> **EXERCISE MATERIALS**:
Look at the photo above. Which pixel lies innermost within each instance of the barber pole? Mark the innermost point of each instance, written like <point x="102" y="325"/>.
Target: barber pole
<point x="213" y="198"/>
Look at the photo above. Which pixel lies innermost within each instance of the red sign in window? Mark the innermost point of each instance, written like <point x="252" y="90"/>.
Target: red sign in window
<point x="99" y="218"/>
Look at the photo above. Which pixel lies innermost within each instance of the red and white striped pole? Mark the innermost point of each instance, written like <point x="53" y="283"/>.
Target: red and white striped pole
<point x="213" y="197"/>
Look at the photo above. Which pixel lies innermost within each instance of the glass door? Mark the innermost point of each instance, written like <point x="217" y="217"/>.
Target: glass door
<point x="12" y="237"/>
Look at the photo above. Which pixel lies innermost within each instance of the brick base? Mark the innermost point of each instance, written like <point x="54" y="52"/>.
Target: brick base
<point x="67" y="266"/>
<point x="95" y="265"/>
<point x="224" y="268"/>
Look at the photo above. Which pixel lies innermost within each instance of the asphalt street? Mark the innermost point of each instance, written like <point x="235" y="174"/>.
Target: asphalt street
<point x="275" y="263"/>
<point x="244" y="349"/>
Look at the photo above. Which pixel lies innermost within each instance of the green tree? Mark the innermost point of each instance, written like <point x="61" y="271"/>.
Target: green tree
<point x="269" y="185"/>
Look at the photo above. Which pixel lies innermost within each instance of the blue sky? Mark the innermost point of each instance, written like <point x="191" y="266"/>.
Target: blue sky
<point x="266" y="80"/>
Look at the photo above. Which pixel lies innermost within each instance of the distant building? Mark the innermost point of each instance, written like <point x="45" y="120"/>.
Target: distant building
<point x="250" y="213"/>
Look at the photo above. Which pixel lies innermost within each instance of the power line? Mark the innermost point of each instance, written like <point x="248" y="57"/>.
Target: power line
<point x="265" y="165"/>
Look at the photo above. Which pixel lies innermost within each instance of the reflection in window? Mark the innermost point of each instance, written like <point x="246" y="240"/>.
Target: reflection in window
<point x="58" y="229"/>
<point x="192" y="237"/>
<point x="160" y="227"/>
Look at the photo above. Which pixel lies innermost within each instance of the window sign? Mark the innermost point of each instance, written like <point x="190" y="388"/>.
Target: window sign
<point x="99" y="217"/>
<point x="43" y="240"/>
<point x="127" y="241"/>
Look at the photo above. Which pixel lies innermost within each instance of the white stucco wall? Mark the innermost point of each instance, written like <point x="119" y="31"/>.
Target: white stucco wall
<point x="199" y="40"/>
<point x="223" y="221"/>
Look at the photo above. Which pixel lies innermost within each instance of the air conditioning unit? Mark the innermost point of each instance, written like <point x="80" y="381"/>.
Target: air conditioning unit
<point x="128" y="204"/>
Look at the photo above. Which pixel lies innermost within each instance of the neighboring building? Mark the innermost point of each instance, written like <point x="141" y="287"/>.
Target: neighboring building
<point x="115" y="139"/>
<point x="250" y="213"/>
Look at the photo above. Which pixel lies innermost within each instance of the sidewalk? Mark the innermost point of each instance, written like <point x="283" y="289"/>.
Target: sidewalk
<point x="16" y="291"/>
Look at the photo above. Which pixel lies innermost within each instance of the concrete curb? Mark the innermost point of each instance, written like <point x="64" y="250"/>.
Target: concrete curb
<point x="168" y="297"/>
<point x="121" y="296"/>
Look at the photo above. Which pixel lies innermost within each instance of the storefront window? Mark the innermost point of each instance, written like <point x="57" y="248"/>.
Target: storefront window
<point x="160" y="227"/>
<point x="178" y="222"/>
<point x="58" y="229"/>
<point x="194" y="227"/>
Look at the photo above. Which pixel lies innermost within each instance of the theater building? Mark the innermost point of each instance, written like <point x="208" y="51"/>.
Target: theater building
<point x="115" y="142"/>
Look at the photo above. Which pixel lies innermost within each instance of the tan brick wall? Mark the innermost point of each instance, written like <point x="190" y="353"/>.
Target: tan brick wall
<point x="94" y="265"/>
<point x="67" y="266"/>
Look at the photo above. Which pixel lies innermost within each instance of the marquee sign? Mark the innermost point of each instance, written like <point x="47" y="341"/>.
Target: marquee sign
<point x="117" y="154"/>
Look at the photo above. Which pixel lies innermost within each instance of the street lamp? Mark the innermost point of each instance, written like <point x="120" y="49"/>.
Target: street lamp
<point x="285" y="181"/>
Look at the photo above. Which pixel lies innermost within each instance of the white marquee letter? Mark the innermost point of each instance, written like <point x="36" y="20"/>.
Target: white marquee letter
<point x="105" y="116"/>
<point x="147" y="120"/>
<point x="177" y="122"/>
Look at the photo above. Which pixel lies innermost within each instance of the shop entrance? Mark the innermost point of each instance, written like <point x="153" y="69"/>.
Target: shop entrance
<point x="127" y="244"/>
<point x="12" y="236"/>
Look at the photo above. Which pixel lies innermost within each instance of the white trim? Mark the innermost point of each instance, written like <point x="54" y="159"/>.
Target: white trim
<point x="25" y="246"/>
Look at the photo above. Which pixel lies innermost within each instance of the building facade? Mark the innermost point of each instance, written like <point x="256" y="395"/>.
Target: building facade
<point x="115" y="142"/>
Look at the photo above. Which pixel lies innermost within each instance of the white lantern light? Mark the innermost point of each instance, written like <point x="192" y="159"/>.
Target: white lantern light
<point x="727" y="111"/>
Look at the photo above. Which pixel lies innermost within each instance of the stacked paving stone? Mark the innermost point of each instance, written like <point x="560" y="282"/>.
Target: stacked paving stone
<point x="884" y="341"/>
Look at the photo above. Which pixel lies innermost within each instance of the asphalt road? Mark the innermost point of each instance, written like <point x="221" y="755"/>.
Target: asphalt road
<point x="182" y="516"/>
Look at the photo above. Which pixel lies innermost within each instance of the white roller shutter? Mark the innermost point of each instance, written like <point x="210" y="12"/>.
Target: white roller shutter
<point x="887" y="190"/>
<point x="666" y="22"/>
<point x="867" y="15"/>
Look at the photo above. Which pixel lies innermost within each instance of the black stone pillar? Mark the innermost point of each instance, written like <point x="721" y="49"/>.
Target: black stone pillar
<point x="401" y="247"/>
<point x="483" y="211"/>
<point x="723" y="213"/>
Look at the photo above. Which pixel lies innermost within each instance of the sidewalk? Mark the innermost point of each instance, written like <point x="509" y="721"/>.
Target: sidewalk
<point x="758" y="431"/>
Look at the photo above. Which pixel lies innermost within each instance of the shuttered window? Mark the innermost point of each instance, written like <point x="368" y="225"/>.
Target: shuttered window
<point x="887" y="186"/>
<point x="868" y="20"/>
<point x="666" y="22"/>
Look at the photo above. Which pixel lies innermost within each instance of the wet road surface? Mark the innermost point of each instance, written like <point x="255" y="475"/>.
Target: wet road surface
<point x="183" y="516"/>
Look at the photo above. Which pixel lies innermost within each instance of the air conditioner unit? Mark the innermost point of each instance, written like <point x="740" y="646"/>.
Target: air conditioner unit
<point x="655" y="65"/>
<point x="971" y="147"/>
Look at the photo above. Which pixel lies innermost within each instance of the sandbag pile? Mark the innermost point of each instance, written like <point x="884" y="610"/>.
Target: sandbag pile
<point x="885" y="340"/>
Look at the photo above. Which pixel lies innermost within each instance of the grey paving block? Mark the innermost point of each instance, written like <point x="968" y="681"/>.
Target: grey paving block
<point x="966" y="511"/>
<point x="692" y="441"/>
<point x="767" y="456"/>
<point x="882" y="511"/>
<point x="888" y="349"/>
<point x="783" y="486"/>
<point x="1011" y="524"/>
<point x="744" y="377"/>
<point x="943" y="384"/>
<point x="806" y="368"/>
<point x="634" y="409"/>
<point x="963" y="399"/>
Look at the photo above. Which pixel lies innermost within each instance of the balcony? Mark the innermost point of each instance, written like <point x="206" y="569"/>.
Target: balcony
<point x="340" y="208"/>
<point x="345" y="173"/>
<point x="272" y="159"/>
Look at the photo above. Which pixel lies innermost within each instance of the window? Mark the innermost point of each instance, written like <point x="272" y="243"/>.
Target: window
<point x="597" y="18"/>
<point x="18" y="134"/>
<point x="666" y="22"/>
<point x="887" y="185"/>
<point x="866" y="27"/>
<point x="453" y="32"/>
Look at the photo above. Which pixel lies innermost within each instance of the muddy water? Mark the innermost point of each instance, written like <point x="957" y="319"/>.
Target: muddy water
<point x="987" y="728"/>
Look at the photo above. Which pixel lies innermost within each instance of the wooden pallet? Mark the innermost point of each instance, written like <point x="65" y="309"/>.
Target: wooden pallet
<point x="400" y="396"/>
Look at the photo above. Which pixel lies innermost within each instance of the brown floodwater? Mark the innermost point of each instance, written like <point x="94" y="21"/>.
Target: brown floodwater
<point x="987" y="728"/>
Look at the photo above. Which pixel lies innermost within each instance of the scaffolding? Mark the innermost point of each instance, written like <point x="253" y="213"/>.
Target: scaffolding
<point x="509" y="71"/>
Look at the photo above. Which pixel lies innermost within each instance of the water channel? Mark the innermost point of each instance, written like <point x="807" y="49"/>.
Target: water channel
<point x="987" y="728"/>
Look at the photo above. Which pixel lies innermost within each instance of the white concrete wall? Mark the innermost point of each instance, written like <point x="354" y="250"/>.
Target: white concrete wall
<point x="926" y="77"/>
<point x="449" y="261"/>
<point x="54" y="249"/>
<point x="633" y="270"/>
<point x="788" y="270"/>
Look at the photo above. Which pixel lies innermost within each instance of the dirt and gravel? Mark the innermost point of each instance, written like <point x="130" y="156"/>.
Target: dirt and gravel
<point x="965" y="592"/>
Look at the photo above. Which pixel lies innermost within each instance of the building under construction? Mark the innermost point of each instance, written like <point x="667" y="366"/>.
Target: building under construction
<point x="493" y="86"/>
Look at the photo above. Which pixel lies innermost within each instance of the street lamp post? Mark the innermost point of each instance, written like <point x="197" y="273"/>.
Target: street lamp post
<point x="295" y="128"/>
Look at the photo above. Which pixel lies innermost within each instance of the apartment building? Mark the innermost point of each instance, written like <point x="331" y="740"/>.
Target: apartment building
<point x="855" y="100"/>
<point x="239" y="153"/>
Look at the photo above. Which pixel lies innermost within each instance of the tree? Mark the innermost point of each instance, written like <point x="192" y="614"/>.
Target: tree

> **DO THIS**:
Quote only the lines from the line containing "street lamp post?" through the end of the listing, please, keeping both the first and the last line.

> **TASK RESULT**:
Look at the photo above. Which pixel lies innermost within each instance of the street lamp post? Mark the innermost point of each instance, written like <point x="197" y="273"/>.
Target: street lamp post
<point x="295" y="128"/>
Look at the photo above. Which pixel lies innermost within each instance of the apartment building? Mark the innermost point of each instance, written like <point x="331" y="740"/>.
Target: apartment building
<point x="855" y="100"/>
<point x="239" y="153"/>
Look at the photo above. Which pixel lies innermost within each instance of the tree? Mark the innermost point of each instance, written like <point x="192" y="614"/>.
Target: tree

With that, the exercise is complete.